_Selected text_
───
Butler’s notion of performativity becomes particularly relevant in examining the ritualistic and oral practices of these tribal societies, where gender roles are enacted through songs, dances, dress, festivals, and even silence. The embodied repetition of these acts creates the illusion of stable identities. As Butler elaborates in Bodies That Matter, gender identity “is not a simple matter of the body’s surface features, but a complex, ongoing negotiation of norms that precede and exceed the subject” (Butler 12). In the context of Arunachal Pradesh, the performative enactment of femininity can be seen in festivals like Solung (Adi) or Nyokum (Nyishi), where women’s roles are both celebrated and contained within traditional expectations. These performances, while appearing apolitical, are sites where gender is continuously reiterated and naturalised.

At the same time, fissures within these performances open up space for resistance and reconfiguration. As Sara Ahmed reminds us, feminism often begins with “the experience of being blocked,” of refusing to continue along a path shaped by others (Ahmed 139). For tribal women, resistance may not take the form of protest slogans or policy activism but can emerge through micro-practices—refusal to marry young, participation in informal literacy groups, or the creation of cooperative weaving collectives that assert economic autonomy. These everyday acts are not insignificant; they constitute what Michel de Certeau would term “tactics of the weak”—subtle appropriations of dominant space that allow for temporary reversals of power.
───
_Extracted entries_

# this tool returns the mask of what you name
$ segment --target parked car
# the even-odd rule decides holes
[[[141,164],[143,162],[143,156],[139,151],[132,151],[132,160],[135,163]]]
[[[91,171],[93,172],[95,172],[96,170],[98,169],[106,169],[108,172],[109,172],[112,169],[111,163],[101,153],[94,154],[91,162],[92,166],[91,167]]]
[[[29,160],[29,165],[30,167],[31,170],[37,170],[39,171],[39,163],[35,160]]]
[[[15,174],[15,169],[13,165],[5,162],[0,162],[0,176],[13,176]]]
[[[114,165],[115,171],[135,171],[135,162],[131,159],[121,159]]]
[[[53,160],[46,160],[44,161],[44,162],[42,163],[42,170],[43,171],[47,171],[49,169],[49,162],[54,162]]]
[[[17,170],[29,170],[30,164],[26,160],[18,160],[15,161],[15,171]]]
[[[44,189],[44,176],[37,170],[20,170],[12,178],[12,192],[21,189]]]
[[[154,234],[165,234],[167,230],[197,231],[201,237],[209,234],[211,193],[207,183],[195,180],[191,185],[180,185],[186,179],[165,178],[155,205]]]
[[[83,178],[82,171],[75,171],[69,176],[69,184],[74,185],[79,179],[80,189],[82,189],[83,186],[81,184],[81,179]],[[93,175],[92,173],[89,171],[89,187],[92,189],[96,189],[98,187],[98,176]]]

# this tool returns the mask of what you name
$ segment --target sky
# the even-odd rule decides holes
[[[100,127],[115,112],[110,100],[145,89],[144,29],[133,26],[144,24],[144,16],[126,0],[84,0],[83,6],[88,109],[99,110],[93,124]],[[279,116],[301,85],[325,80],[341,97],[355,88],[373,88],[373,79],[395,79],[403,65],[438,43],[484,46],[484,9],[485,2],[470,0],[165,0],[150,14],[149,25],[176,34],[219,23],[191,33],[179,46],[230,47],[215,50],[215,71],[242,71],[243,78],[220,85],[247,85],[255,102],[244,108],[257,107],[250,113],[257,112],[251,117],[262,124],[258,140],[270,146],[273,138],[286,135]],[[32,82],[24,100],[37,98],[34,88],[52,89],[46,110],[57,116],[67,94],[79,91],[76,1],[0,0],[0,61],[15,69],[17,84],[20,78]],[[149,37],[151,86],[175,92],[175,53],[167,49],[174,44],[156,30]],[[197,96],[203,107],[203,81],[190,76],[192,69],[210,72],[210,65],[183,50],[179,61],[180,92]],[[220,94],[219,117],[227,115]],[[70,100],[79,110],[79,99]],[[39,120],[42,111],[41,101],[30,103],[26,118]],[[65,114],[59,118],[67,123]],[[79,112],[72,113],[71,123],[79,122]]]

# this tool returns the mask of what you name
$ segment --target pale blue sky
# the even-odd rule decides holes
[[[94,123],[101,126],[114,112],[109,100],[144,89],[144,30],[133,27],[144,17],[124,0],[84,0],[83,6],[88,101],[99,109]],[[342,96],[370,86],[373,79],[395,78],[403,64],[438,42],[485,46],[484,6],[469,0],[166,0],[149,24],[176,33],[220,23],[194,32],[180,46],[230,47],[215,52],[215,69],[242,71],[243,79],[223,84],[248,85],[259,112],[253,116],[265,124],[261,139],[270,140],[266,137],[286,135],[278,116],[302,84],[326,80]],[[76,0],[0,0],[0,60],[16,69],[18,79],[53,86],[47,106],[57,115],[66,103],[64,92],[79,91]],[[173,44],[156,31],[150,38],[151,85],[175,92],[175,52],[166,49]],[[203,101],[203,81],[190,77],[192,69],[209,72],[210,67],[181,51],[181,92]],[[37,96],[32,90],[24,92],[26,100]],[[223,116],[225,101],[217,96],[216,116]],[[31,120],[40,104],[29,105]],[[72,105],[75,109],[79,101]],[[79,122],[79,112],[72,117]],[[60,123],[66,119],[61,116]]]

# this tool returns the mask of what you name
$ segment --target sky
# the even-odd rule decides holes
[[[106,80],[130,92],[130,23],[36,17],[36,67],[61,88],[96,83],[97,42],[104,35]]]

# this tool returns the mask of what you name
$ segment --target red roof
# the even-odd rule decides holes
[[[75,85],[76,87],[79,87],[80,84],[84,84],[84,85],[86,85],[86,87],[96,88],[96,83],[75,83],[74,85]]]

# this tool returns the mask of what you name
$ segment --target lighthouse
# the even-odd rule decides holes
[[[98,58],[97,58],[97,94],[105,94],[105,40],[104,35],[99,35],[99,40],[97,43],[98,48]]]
───
_Problem requirements_
Continue the passage on gender performance among the tribal women of Arunachal Pradesh, starting right after its final sentence.

_Written answer_
The neglect of these experiences in mainstream feminist discourse also stems from a limited understanding of knowledge itself. Arturo Escobar, in Designs for the Pluriverse, argues for the need to “decolonise knowledge by acknowledging the legitimacy of non-Western, community-based epistemologies” (Escobar 34). The cosmologies of many Arunachali tribes do not subscribe to binary gender models. For example, the Adi spiritual system of Donyi-Polo (Sun-Moon) posits a dual yet non-hierarchical cosmic balance, symbolising complementarity rather than conflict. This cosmology could serve as the basis for an indigenous ecofeminism that resists both gendered hierarchies and environmental degradation. As Mohanty warns, feminism must guard against becoming “imperialistic in its reach” by failing to recognise the political and cultural agency of women in non-Western contexts (Mohanty 249).

This paper, therefore, seeks to address a critical gap in gender and feminist studies by exploring the complex, multilayered, and culturally specific performances of gender among the tribal women of Arunachal Pradesh. It attempts to answer how these women articulate their gendered identities within frameworks that are both oppressive and enabling. Drawing on theories of performativity, postcolonial feminism, and indigenous epistemologies, the paper proposes that the relationship between gender and feminism in Arunachal Pradesh is not a unilinear narrative of oppression, but a dynamic field of negotiation, appropriation, and resistance.

In doing so, it challenges the homogenising tendencies of both state policies and mainstream feminist theory, urging instead for a situated feminism that recognises and validates the pluralities of gender experiences across India’s diverse socio-cultural landscape. As feminist thought moves towards greater inclusivity, the voices from Arunachal Pradesh—rooted in oral knowledge, performative traditions, and community agency—must find their rightful place within its theoretical and political horizon.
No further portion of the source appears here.